Data lines ::
## BEGIN

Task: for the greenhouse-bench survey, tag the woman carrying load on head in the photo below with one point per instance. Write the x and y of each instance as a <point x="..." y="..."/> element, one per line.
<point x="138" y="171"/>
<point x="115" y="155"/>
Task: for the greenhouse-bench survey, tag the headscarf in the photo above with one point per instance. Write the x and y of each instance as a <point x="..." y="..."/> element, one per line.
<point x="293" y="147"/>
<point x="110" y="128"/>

## END
## BEGIN

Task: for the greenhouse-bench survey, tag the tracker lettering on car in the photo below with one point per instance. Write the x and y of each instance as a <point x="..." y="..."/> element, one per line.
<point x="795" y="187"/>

## END
## BEGIN

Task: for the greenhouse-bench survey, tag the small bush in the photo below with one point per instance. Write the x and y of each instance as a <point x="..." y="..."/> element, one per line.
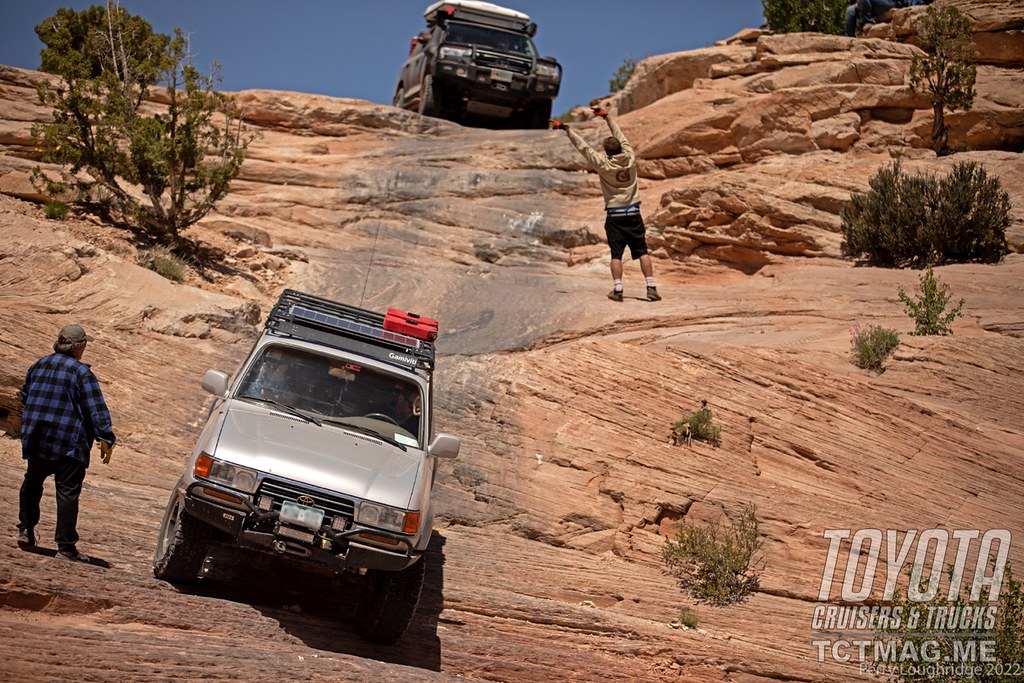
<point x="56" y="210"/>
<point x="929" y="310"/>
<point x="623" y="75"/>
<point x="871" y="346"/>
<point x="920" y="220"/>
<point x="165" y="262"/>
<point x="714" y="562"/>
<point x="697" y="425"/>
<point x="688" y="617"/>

## END

What this task involves :: Find every line in the rows above that contains the string "lettering" and copy each of those lines.

Result for this task ::
Task: for the greenhouse-bench survey, tag the tracker lettering on car in the photo below with one point per instance. Write the x and y of each instance as a <point x="..." y="..."/> element, one per line.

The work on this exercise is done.